* EXERCISE *
In the episode commentary below, what is Pete Campbell smoking in the episode's final image?

* TEXT PROVIDED *
Content starts

It’s the same for Roger Sterling. Even though he espouses some helpful advice when he tells Don that through his therapist he’s learned that all life is about is understanding who you are so that you can then love yourself. Yet, we just watched last week as he failed to take his own duties as father and grandfather seriously (though his daughter to overreact just a bit). Roger’s decision to understand himself in order to love who he is makes sense, but he never truly grows. He’s still going to be the same man that takes joy in making "short" jokes to Danny Siegel's face; but if that’s who he accepts himself as, then that’s fine. It’s probably too late for him to change in life.

The last image of the episode is Pete Campbell smoking Stan’s joint in slow motion after having his tantrum against Joan snuffed out. Pete sees the world in the office changing, just as the characters (and we the viewer) see the entire outside world changing. The Chicago riots just exemplified the growing divide in America between generations—just as Ginsberg’s protests towards Jim Cutler exemplify the simmering divide in the office between the partners; as well as the generations within those walls. As Pete said last week, “there’s nothing else [he] can do,” so now he is going to smoke pot and most likely just try to get along. Though, I don’t expect him to change that much either.

Content ends

* DATASET ENTRIES *
Content starts

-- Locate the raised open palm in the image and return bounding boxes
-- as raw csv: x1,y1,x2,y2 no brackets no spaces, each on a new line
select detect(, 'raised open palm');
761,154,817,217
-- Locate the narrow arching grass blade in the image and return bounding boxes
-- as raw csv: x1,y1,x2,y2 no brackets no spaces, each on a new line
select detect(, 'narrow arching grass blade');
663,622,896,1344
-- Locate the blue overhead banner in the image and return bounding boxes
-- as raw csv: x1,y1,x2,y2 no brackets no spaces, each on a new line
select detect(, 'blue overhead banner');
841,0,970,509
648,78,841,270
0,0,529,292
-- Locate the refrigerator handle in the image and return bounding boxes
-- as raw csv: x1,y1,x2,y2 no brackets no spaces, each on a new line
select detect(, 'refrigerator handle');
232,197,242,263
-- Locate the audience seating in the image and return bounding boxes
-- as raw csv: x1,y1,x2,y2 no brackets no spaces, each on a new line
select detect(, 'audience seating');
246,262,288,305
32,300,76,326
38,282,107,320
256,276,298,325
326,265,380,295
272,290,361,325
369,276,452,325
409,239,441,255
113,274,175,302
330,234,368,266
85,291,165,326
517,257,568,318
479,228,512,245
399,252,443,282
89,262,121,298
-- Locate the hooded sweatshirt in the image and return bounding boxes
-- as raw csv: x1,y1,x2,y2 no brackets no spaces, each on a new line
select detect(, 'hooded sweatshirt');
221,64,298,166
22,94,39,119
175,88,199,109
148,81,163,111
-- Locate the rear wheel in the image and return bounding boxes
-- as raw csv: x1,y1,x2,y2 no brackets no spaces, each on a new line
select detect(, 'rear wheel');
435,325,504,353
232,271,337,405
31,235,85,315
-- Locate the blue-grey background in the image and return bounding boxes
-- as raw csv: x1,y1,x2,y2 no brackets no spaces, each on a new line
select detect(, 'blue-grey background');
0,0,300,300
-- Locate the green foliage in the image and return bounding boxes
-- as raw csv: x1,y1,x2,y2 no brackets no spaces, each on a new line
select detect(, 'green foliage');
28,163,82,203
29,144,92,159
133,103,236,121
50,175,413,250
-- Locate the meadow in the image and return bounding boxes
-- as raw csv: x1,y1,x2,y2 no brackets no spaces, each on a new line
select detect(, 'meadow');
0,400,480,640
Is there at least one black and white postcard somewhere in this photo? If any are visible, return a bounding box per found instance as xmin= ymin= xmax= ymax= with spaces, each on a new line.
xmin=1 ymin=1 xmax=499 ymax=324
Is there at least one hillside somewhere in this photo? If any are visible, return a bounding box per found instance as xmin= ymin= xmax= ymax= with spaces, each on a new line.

Content ends

* EXERCISE OUTPUT *
Stan's joint.